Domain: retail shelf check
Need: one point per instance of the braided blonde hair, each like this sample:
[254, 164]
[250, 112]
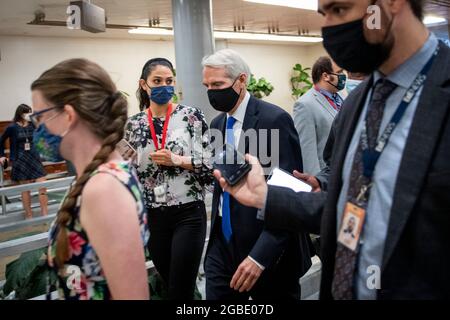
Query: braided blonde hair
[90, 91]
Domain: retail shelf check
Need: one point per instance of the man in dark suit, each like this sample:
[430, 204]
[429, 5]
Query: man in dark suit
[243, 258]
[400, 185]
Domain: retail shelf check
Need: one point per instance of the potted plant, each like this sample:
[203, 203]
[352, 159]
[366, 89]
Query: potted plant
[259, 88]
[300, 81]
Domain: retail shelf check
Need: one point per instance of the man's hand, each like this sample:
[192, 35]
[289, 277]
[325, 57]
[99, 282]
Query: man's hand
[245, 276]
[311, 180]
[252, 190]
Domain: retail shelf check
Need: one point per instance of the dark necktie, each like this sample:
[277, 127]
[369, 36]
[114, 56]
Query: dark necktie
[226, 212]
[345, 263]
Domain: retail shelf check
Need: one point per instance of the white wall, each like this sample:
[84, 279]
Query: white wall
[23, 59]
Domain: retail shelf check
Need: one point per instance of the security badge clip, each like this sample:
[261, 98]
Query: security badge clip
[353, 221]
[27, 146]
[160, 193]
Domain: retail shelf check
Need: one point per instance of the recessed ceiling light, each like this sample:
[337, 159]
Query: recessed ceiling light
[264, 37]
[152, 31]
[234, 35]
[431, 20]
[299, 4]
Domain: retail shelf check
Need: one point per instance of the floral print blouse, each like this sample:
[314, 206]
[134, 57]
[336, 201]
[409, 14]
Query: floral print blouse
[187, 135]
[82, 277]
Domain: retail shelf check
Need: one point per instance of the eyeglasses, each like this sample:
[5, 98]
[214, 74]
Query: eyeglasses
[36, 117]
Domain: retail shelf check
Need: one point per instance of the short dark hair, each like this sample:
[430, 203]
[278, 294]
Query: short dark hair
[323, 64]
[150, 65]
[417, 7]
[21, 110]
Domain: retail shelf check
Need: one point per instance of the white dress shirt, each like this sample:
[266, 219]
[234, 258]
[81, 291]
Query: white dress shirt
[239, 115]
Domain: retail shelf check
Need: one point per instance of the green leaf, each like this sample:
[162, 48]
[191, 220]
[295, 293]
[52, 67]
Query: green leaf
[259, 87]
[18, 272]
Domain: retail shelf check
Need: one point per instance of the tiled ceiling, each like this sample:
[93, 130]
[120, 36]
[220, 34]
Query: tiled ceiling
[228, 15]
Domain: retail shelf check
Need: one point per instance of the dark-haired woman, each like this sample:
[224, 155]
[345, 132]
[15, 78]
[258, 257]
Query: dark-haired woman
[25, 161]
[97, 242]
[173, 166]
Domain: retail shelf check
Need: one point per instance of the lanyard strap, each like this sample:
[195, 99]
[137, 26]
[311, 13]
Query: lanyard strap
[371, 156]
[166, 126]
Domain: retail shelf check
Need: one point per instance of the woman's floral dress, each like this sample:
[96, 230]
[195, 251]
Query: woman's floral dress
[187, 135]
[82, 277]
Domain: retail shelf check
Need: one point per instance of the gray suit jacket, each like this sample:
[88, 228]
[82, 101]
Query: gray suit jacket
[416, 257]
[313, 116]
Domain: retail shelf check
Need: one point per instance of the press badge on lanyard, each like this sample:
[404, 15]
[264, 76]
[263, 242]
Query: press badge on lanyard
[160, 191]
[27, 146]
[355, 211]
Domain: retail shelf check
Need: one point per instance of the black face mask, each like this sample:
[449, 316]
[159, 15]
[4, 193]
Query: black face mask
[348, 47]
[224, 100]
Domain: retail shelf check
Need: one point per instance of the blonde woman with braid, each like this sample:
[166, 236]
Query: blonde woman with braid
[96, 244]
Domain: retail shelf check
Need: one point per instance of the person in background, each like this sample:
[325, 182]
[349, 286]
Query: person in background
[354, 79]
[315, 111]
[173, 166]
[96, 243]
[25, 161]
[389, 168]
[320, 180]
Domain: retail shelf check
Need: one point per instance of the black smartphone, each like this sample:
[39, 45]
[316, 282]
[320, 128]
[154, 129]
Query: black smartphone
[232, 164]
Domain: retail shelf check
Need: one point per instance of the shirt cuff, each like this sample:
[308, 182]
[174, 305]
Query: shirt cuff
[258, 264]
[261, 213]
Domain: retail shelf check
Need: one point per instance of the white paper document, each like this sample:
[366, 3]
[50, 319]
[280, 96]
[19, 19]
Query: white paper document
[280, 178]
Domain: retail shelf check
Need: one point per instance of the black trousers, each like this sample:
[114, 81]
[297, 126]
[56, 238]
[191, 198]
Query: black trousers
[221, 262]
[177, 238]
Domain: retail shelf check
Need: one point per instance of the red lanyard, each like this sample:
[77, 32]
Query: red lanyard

- _TASK TO CARRY OUT_
All preceding records should be duplicated verbatim, images excepted.

- _FULL RESPONSE_
Domain: retail shelf check
Need: one point per instance of the braided blonde hair, each like this sample:
[254, 164]
[250, 112]
Query: braided blonde hair
[90, 91]
Domain: retail shelf check
Need: one point per instance of the man in dark suit, each like this sample:
[430, 204]
[429, 5]
Query: man in dark suit
[243, 258]
[400, 185]
Domain: retail shelf check
Need: one point per instance of the potted plant, each like this sample:
[203, 203]
[352, 159]
[366, 89]
Query: potted plant
[259, 88]
[300, 81]
Domain: retail shelf check
Need: one point per instance of the man's hand, each like this sample:
[192, 35]
[289, 277]
[325, 57]
[99, 282]
Query: man's hand
[245, 276]
[311, 180]
[252, 190]
Domain: retail shelf check
Need: one point per instance of the dark necktie, each like this sample:
[277, 127]
[369, 36]
[114, 56]
Query: dark necktie
[226, 212]
[345, 263]
Domain: retail shelf check
Need: one point per instance of the white wall, each like this sample:
[84, 279]
Query: white wall
[23, 59]
Domain: retail shelf check
Need: one point per instance of the security badge clip, each like this sample:
[261, 98]
Query: security badge clip
[353, 221]
[27, 146]
[160, 193]
Domain: retail shelf check
Need: one point per instance of the recessed ceiling light, each like this sample:
[337, 159]
Query: recessed ceiling light
[264, 37]
[152, 31]
[234, 35]
[431, 20]
[299, 4]
Domain: retail shelf check
Need: one point per instance of the floral print blouse, each like this sample:
[314, 206]
[134, 57]
[336, 201]
[409, 14]
Query: floral print blouse
[187, 135]
[82, 277]
Domain: retail shelf check
Need: one point per instance of the eyeglasses, each like this sample:
[5, 98]
[214, 74]
Query: eyeglasses
[36, 117]
Domain: retail shelf check
Need: one point per instance of the short dark hair, each like this sample:
[430, 203]
[278, 294]
Query: short dark hair
[323, 64]
[150, 65]
[417, 7]
[21, 110]
Domain: retail shelf check
Need: one point per instance of the white dress shirt, each like this sample:
[266, 219]
[234, 258]
[81, 291]
Query: white dress shirt
[239, 115]
Domain: retail shelf check
Need: one point per instance of the green leaf, each like this sample:
[162, 48]
[191, 220]
[295, 293]
[52, 67]
Query: green leaf
[259, 87]
[18, 272]
Domain: retail shelf check
Need: one point per instance of the tiled ceiling, each like this sample:
[93, 130]
[120, 36]
[220, 34]
Query: tiled ceiling
[228, 15]
Domain: retail shelf check
Need: one point per instance of the dark-haired woman, each like this sample:
[224, 155]
[345, 132]
[15, 78]
[258, 257]
Query: dark-haired woman
[25, 161]
[97, 242]
[173, 166]
Domain: retail shelf check
Need: one point per instance of the lanyard strap, each like this sample:
[195, 99]
[137, 26]
[311, 13]
Query: lanyard strap
[371, 156]
[166, 126]
Domain: retail shelf check
Need: one point per instance of the woman's floral dress, each like this sample:
[96, 230]
[195, 251]
Query: woman's floral dress
[187, 135]
[82, 277]
Domain: retail shelf check
Need: one point per instance of the gray suit jacket, each like this sample:
[88, 228]
[82, 101]
Query: gray suit jacket
[416, 257]
[313, 116]
Domain: retail shelf check
Need: one point per instance of the press badge on lanyard, each like this sample:
[404, 15]
[264, 76]
[263, 242]
Query: press badge on lanyard
[160, 191]
[27, 146]
[355, 211]
Domain: retail shelf check
Need: one point per instance of the black face mask, each like this sample:
[449, 316]
[159, 15]
[4, 193]
Query: black face mask
[348, 47]
[224, 100]
Domain: retail shelf check
Need: one point per instance of the blonde woman with braid, each like this sample:
[166, 236]
Query: blonde woman with braid
[96, 244]
Domain: retail shelf check
Need: one point per instance of the person in background, each like this sample:
[325, 182]
[349, 286]
Query: person in background
[354, 79]
[315, 111]
[173, 166]
[96, 243]
[25, 161]
[389, 168]
[320, 180]
Domain: retail shelf check
Need: one point per instance of the black smartphone, each like this sample:
[39, 45]
[316, 282]
[320, 128]
[154, 129]
Query: black smartphone
[232, 164]
Domain: retail shelf check
Need: one point per instance of the shirt cuff, each like this sample:
[308, 182]
[174, 305]
Query: shirt cuff
[258, 264]
[261, 213]
Domain: retail shelf check
Need: one point per instance of the white paper document, each like this sample:
[366, 3]
[50, 319]
[280, 96]
[19, 19]
Query: white paper document
[280, 178]
Domain: retail shelf check
Need: one point per instance of the black trousers, each like this sample:
[114, 81]
[297, 126]
[56, 238]
[191, 198]
Query: black trousers
[221, 262]
[177, 238]
Domain: retail shelf check
Need: one point per instance of the red lanyard, each like this sample:
[77, 32]
Query: red lanyard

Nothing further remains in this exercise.